**Testo proposto:**
******

L’arte di sbagliare alla grande secondo Enrico Galiano

by Michela Conoscitore

Un celebre adagio recita: “Sbagliando, s’impara”. Lo sa bene Enrico Galiano, scrittore e docente che, nel suo ultimo libro, L’arte di sbagliare alla grande (Garzanti, 160 pp. 15€) ha messo nero su bianco la preziosità di commettere errori, la libertà di sbagliare in una società che ci vuole solo vincenti. Nominato nel 2015 tra i cento miglior docenti in Italia ed ideatore della webserie Cose da prof, Galiano è stato ospite degli ultimi incontri del festival di Conversano Lector in Fabula, dove ha discorso proprio dell’importanza di prendere, anche spesso, decisioni errate cosa che, soprattutto per i più giovani, diventa fondamentale nel loro percorso di crescita.

Noi di bonculture lo abbiamo raggiunto durante una pedalata in bicicletta, altra sua grande passione insieme all’insegnamento, per comprendere meglio quanto sia necessario imparare da un errore piuttosto che risultare perfetti e vuoti di esperienze ed emozioni:

Nel tuo nuovo libro L’arte di sbagliare alla grande, celebri quel che la società di oggi sembra piuttosto condannare, ovvero commettere errori. Secondo te chi sceglie la gravità di un errore, chi lo commette o chi ci circonda?

Penso che il peso di un errore si misuri dalle sue conseguenze, quindi credo che ognuno di noi abbia nel suo curriculum errori piccoli che la società invece giudica giganteschi. Io ho cercato di raccontare nel mio libro più quelli che ci condizionano, senza pensare alla condanna degli altri perché il più delle volte chi ci giudica è un tribunale personale.

Nel saggio affronti molte questioni importanti su cui difficilmente riusciamo o vogliamo soffermarci: l’essere, il fare, chi si vuole diventare da grandi che poi sono la fonte della maggior parte degli errori che si compiono nella vita. Ecco, tra il pensiero e l’azione cosa influisce di più sulla scelta di chi vogliamo diventare?

Per riuscire a capire chi sei è fondamentale fare tante cose, provare, che è un po’ lo spirito del libro che cerca di esaltare non l’errore in sé ma il rialzarsi dopo gli errori. Quindi è importante che tutti facciamo tanto, e che mettiamo in conto anche di sbagliare tanto perché è quasi impossibile trovare al primo colpo la propria strada.

Uno dei capitoli del libro si intitola ‘L’errore di essere perfetti’: perché ci hanno inculcato l’idea di essere perfetti e quanto pesa questa tara sui più giovani?

I perché possono essere tanti, penso che questo ideale di perfezione faccia comodo a molte persone perché è un bel materiale pubblicitario. Però il problema è che ci siamo cascati in pieno. Fortunatamente, negli ultimi tempi, soprattutto le nuove generazioni stanno cominciando a mettere in discussione questo valore della perfezione a tutti i costi, credo sia un bel segnale.

Possiamo definire il tuo libro anche una raccolta di suggerimenti rivolti ai tuoi colleghi insegnanti. A proposito di scuola, cosa cambieresti in quella italiana?

******

**Consegna 1:** Nell'intervista a Enrico Galiano, quali temi del saggio vengono indicati come fonte della maggior parte degli errori che si fanno nella vita? Elencali tutti.
**Consegna 2:** Secondo l'intervista a Enrico Galiano, in che anno lo scrittore è stato nominato tra i cento migliori docenti in Italia?

******

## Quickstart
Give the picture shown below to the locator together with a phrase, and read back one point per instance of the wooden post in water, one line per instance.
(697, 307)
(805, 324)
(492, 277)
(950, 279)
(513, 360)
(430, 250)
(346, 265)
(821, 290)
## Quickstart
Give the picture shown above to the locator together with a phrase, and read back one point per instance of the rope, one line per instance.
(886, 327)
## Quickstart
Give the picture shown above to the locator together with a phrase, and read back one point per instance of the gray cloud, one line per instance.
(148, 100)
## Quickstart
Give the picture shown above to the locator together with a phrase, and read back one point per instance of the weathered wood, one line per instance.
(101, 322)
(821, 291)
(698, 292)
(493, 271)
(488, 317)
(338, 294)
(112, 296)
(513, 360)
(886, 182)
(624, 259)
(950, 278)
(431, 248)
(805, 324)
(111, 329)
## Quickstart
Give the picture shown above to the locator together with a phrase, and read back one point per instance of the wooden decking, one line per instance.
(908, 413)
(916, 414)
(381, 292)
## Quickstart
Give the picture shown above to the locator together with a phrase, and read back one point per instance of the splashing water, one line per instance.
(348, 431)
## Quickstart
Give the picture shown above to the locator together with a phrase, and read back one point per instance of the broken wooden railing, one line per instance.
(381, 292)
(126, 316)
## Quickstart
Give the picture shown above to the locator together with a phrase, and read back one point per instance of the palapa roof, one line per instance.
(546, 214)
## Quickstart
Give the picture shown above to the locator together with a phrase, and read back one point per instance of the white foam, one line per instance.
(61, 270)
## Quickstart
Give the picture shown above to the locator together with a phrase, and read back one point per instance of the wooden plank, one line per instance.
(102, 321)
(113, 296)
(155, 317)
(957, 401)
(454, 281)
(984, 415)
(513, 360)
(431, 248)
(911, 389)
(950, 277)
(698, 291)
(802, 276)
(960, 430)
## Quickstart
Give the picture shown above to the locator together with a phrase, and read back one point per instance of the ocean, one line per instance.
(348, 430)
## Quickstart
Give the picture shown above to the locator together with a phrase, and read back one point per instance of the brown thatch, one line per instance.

******

**Risposta 1:**
- L'essere
- Il fare
- Chi si vuole diventare da grandi

**Risposta 2:** Nel 2015.